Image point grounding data
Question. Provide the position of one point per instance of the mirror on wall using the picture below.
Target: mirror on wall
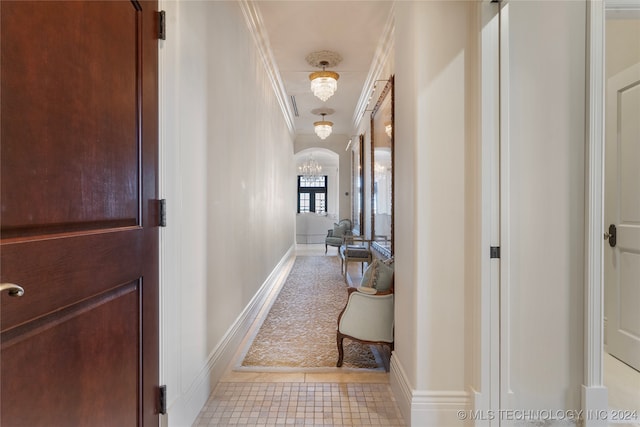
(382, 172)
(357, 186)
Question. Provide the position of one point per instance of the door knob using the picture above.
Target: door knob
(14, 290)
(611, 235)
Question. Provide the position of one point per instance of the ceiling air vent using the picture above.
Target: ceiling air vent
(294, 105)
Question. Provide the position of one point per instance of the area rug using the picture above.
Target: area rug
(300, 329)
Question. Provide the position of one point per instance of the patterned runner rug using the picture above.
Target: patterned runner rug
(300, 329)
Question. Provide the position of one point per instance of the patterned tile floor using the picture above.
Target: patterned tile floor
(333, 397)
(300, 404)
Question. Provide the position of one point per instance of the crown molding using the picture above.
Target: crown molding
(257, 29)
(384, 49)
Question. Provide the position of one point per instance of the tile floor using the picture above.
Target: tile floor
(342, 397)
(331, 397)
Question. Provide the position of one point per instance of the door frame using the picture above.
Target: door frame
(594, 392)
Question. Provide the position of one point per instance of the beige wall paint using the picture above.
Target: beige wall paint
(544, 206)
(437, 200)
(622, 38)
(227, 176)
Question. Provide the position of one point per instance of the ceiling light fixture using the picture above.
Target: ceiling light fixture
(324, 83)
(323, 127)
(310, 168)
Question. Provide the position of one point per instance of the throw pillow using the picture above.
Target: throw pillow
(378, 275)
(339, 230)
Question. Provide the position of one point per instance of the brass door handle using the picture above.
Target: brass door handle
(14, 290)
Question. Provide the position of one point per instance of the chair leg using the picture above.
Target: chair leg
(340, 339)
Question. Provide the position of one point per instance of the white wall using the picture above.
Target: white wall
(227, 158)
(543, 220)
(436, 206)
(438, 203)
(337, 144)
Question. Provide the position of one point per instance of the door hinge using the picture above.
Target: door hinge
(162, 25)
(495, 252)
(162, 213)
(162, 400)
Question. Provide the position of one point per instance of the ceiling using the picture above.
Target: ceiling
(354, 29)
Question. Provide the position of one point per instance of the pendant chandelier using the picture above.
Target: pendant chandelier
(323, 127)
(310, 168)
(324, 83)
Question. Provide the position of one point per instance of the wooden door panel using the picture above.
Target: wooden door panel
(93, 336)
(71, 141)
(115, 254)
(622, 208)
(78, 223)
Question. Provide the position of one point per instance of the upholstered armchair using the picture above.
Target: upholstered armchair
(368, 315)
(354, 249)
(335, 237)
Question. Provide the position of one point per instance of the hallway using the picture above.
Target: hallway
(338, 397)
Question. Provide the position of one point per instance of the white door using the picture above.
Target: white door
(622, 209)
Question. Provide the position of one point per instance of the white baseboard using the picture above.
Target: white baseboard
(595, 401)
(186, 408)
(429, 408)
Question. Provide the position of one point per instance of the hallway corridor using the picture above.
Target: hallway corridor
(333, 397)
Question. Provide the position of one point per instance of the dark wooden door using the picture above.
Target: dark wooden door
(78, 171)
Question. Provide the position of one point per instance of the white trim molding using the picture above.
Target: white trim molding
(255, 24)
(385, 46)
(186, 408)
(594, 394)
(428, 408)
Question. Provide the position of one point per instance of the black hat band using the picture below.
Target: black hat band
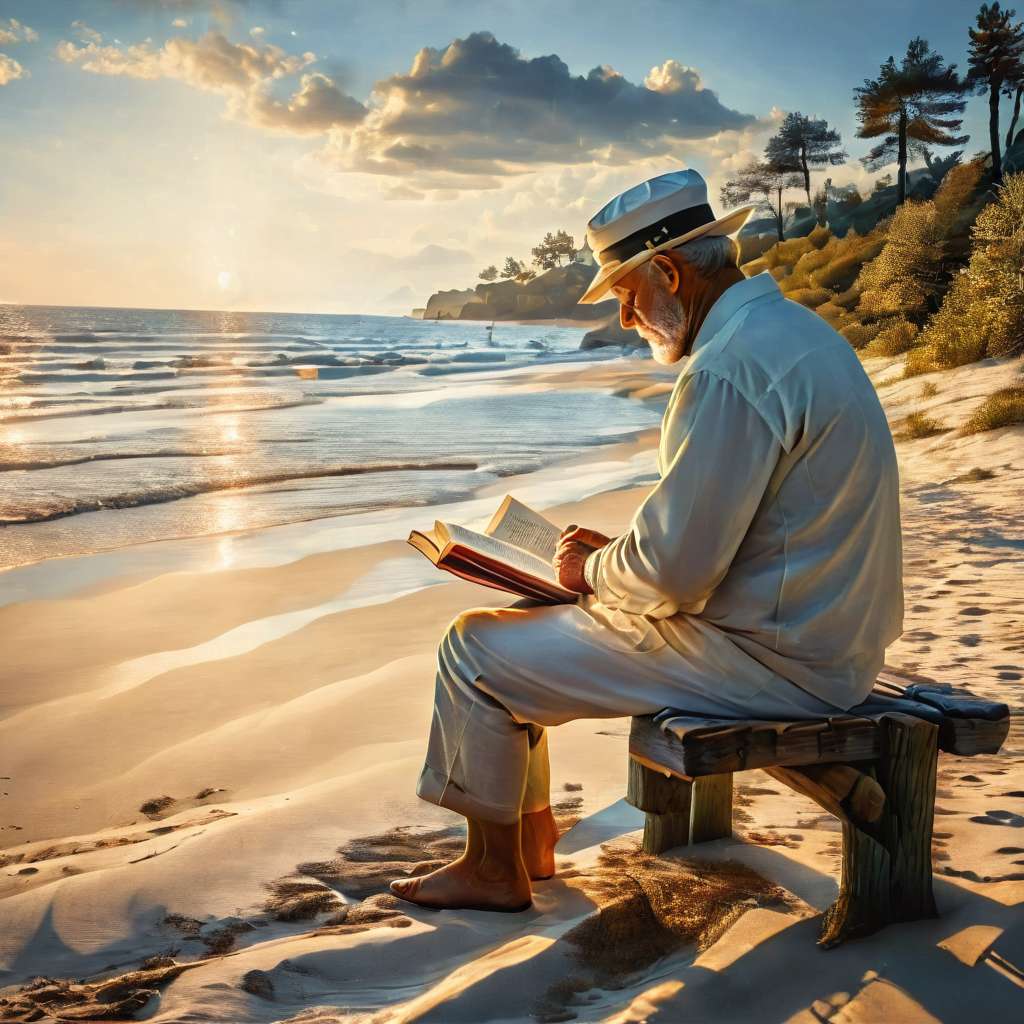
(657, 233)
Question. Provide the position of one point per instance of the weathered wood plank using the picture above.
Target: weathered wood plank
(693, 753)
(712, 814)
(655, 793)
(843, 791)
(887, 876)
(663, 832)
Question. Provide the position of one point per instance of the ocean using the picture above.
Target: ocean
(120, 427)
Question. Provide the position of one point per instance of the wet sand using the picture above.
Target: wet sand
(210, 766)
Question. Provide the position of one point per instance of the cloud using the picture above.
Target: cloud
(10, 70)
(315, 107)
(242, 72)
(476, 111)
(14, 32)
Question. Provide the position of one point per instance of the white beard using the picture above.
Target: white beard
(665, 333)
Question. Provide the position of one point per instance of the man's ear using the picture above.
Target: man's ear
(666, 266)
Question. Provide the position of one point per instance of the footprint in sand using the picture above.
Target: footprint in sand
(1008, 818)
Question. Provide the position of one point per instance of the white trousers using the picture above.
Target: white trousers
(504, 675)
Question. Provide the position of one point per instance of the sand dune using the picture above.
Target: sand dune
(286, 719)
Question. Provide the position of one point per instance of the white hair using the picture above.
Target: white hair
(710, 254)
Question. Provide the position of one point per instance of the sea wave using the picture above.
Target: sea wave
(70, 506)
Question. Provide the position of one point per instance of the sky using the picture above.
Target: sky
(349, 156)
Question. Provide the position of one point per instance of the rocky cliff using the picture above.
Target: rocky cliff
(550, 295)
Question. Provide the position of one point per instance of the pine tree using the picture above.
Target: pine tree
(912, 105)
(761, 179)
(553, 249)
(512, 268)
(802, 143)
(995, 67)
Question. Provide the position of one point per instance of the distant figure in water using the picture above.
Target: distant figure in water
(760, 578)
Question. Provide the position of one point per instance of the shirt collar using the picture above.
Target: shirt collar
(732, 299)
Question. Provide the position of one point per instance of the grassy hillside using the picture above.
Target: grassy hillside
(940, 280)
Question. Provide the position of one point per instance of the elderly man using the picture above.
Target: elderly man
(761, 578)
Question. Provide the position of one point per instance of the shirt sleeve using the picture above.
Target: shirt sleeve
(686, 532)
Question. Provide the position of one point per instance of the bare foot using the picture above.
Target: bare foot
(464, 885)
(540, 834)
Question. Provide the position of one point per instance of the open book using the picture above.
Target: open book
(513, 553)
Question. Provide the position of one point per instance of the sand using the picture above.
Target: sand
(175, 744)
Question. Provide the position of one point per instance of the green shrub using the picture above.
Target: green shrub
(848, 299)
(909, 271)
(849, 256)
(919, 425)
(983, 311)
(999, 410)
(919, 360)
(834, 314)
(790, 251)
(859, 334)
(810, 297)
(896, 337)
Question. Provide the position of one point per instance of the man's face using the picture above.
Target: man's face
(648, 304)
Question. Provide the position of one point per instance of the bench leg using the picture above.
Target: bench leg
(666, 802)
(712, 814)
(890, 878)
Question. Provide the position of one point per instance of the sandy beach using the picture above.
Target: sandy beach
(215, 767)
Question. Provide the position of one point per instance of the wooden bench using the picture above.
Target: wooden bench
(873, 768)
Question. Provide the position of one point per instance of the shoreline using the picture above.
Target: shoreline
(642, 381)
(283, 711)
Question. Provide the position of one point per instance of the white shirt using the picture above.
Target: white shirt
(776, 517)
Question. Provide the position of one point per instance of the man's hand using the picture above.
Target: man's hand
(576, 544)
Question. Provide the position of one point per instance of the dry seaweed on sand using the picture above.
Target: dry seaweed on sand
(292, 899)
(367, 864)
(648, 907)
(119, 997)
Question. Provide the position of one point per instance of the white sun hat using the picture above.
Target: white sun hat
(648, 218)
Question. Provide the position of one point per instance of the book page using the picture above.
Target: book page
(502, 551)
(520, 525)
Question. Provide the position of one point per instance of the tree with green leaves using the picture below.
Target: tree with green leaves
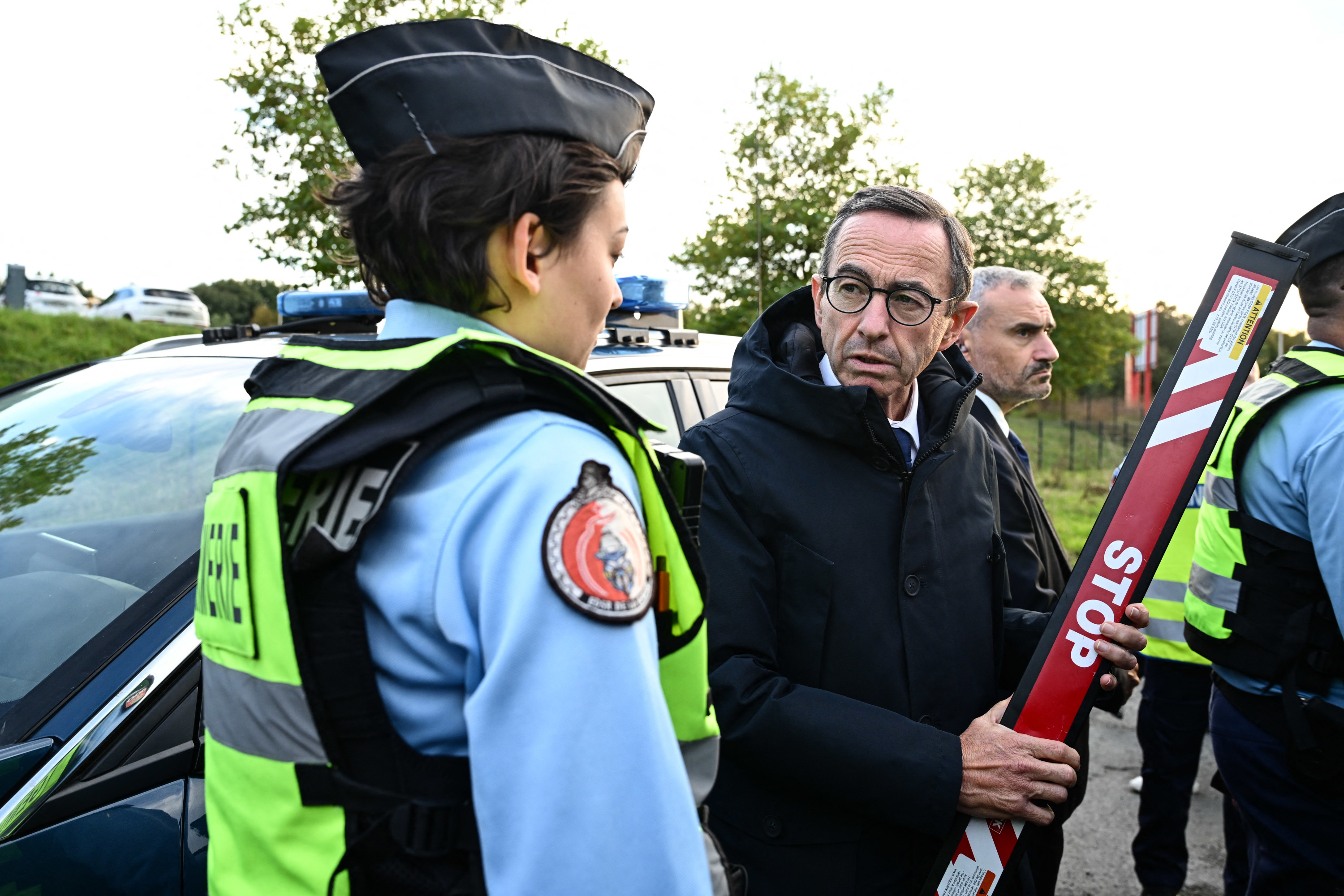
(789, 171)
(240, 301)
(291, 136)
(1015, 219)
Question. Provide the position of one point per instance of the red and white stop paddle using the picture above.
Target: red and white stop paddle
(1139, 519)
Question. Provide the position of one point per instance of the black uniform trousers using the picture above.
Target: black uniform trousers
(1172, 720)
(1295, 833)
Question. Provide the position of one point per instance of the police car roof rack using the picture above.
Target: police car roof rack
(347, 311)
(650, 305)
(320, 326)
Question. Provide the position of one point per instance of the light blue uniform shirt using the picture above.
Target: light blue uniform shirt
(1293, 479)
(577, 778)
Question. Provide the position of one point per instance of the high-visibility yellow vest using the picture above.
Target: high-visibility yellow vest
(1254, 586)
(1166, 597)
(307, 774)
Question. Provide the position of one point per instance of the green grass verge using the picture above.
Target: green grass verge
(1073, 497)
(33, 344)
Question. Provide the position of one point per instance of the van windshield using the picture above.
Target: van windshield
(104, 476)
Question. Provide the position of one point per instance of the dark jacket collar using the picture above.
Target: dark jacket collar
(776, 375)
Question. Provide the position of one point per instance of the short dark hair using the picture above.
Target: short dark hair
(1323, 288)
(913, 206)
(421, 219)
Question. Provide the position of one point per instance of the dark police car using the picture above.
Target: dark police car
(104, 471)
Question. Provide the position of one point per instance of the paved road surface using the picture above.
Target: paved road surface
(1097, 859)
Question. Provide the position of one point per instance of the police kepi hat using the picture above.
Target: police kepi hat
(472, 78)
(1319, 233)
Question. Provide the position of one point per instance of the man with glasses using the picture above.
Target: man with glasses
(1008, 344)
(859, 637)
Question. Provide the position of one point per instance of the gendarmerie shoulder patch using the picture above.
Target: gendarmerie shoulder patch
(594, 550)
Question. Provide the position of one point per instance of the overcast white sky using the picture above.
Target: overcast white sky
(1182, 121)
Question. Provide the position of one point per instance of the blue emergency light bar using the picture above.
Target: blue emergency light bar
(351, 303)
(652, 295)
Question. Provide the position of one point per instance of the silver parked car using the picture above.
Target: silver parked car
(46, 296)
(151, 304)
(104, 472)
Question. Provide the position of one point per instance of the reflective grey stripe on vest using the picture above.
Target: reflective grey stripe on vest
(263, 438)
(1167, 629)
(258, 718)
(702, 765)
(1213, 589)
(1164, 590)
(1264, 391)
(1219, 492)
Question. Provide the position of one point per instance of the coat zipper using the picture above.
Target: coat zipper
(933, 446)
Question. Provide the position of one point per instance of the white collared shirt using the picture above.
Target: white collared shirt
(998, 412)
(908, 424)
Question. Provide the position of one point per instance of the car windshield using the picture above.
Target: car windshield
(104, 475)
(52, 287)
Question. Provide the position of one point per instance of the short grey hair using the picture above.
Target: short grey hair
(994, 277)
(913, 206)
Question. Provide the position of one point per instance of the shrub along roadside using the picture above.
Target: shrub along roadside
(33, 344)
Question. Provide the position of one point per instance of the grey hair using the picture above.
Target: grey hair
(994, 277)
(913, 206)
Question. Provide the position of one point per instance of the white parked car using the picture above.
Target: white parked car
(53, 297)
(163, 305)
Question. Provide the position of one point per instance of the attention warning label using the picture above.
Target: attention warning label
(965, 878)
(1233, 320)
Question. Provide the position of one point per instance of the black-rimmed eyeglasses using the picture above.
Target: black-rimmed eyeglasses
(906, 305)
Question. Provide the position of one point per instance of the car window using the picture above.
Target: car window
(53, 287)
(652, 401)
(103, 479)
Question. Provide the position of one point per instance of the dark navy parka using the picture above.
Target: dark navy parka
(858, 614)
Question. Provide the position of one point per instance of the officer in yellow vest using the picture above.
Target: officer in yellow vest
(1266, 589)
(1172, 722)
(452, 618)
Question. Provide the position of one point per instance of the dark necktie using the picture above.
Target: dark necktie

- EXERCISE GOAL: Instructions for the copy: start at the first entry, stop after the line containing "the tile floor using the picture above.", keep every line exact, and drop the pictures.

- WRITTEN SOLUTION:
Question. Provide the position of one point per instance of the mirror on wall using the picture below.
Target: mirror on wall
(382, 172)
(357, 186)
Question. Provide the position of one point per instance of the door knob using the picture above.
Target: door knob
(14, 290)
(611, 235)
Question. Provide the position of one point per instance of the ceiling air vent using the picture above.
Target: ceiling air vent
(294, 105)
Question. Provide the position of one point per instance of the area rug using the picture above.
Target: area rug
(300, 329)
Question. Provide the position of one point per instance of the patterned runner rug using the picture above.
Target: patterned runner rug
(300, 329)
Question. Provide the position of one point per instance of the patterned tile floor using the picture above.
Target: patterned tile floor
(333, 397)
(300, 404)
Question. Provide the position of one point per instance of the crown molding using the picture above.
Target: crown molding
(257, 29)
(384, 49)
Question. Provide the position of one point per instance of the tile floor using the picture above.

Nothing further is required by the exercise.